» **What to produce**
Retype each record exactly, please. Skip none.

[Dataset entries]
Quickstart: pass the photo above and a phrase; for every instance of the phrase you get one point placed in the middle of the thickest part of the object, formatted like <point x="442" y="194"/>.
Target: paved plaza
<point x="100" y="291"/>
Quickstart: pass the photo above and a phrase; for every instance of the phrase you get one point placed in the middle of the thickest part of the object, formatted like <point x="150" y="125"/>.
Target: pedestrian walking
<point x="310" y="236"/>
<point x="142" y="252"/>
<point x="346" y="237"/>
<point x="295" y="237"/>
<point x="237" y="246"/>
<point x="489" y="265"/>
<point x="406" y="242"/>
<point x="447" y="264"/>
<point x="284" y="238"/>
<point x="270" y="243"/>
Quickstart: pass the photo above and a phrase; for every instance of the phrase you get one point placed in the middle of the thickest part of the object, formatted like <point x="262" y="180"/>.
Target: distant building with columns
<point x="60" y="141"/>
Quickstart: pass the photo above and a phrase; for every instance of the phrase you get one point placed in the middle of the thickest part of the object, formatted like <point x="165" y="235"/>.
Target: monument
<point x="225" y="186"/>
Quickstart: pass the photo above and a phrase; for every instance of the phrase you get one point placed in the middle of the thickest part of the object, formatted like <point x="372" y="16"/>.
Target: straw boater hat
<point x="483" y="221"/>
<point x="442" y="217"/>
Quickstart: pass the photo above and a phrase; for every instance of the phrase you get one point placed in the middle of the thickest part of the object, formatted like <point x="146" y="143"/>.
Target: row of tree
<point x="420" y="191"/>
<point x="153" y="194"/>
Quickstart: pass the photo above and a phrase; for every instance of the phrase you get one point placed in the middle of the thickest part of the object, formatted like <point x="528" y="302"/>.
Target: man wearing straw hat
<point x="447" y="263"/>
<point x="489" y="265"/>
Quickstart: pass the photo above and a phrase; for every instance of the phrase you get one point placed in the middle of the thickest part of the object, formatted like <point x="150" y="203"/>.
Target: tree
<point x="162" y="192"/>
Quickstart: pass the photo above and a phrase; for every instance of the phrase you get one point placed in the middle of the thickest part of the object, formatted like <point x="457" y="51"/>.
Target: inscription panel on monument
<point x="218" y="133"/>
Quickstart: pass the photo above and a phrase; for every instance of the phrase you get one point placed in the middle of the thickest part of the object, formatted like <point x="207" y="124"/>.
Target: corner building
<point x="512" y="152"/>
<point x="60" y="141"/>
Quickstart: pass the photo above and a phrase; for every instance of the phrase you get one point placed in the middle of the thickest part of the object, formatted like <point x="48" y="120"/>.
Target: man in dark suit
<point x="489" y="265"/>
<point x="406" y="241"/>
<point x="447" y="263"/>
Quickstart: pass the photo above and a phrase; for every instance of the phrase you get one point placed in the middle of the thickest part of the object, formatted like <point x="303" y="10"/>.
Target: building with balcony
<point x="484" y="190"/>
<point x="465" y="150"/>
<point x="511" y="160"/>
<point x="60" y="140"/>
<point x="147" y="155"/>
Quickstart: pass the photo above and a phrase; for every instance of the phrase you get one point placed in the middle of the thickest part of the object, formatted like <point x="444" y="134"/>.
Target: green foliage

» **Task output**
Quickstart: pass the photo above and a phrase; for every instance of the phrase you get one point placed in the middle of the thickest part of the object, formatted like <point x="442" y="194"/>.
Target: paved plaza
<point x="100" y="291"/>
Quickstart: pass the photo above and a phrase; for every instance of the phrase you get one point placed in the middle of the thickest part of the object, formatted like <point x="150" y="125"/>.
Target: pedestrian walking
<point x="310" y="236"/>
<point x="142" y="252"/>
<point x="346" y="237"/>
<point x="295" y="237"/>
<point x="237" y="246"/>
<point x="489" y="265"/>
<point x="406" y="242"/>
<point x="447" y="264"/>
<point x="284" y="238"/>
<point x="270" y="243"/>
Quickstart: pass the photo above and a phrase; for every instance of the phrase you get one point placed in the middle of the thickest part of the object, formatted like <point x="262" y="180"/>.
Target: distant building with columns
<point x="60" y="141"/>
Quickstart: pass the photo above and a phrase; for every instance of the phrase you get one point placed in the middle of the thickest part of the object, formatted like <point x="165" y="235"/>.
Target: monument
<point x="225" y="186"/>
Quickstart: pass the photo above and a phrase; for every instance of the phrase you get one point placed in the middle of the thickest part of the object, formatted like <point x="372" y="16"/>.
Target: straw boater hat
<point x="483" y="221"/>
<point x="442" y="217"/>
Quickstart: pass the photo above and a phrase; for every instance of the phrase you get one point placed in the middle of the thickest part of the object, formatted like <point x="146" y="143"/>.
Target: row of tree
<point x="420" y="191"/>
<point x="153" y="194"/>
Quickstart: pass the photo above and a phrase; for every instance of the phrase you get one point placed in the middle of the thickest part of the object, formatted like <point x="528" y="302"/>.
Target: man wearing straw hat
<point x="447" y="263"/>
<point x="489" y="265"/>
Quickstart: pass the photo above and a phrase; for every instance of the phrase you get one point placed in the middle of the thickest part of the object, formatted like <point x="150" y="203"/>.
Target: tree
<point x="162" y="192"/>
Quickstart: pass the photo above and a phrase; for every instance of the phrase you get one point placed in the middle of the thickest part of the object, formatted like <point x="457" y="51"/>.
Target: inscription panel on monument
<point x="218" y="133"/>
Quickstart: pass the photo above and a phrase; for every instance of the phrase you get one point placed in the middle of the thickest part of the object, formatted like <point x="207" y="124"/>.
Target: corner building
<point x="512" y="152"/>
<point x="60" y="141"/>
Quickstart: pass the photo above and a phrase; for every instance of the phrase you get one point placed in the middle of the thickest part of the object, formatted like <point x="48" y="120"/>.
Target: man in dark suit
<point x="489" y="265"/>
<point x="406" y="241"/>
<point x="447" y="263"/>
Quickstart: pass the photo above and a phrase; for every instance of the phrase you get one point placed in the middle of the thickest part of the object, formatted like <point x="303" y="10"/>.
Target: building with balcony
<point x="484" y="190"/>
<point x="465" y="150"/>
<point x="511" y="160"/>
<point x="60" y="140"/>
<point x="147" y="155"/>
Quickstart: pass the photo above and a phrase; for every instance of the phrase you get one point placed in the middle of the thickest part of the object, formatted like <point x="444" y="134"/>.
Target: green foliage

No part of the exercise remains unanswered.